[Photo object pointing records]
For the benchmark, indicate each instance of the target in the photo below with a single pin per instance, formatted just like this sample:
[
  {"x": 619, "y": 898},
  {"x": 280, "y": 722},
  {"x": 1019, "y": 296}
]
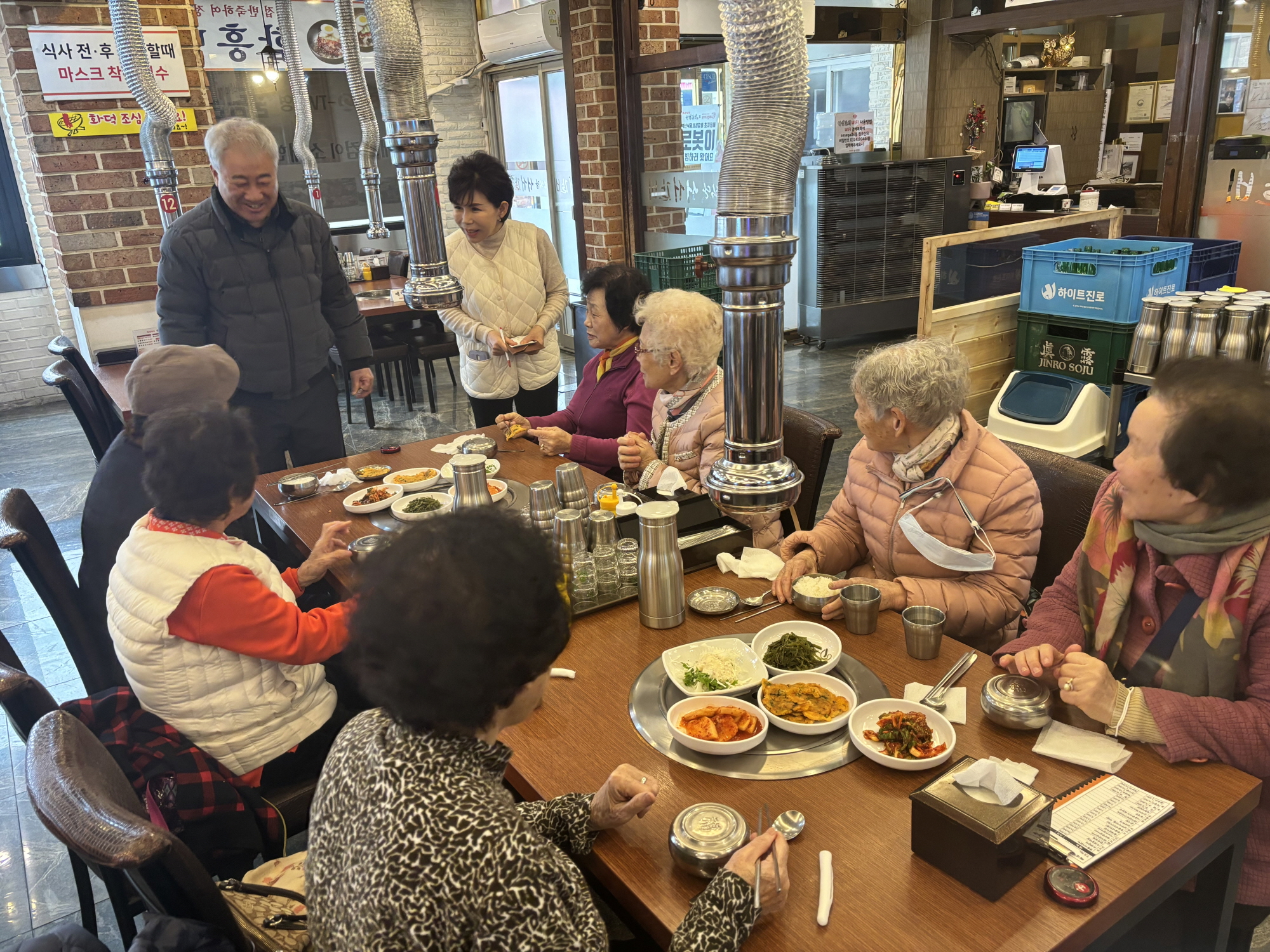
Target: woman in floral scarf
[{"x": 1160, "y": 625}]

WHAT YOU SHOULD DO:
Count the lines of the material that contain the string "like", treating uppercase and lowercase as different, and give only that number.

ANSWER IN FULL:
1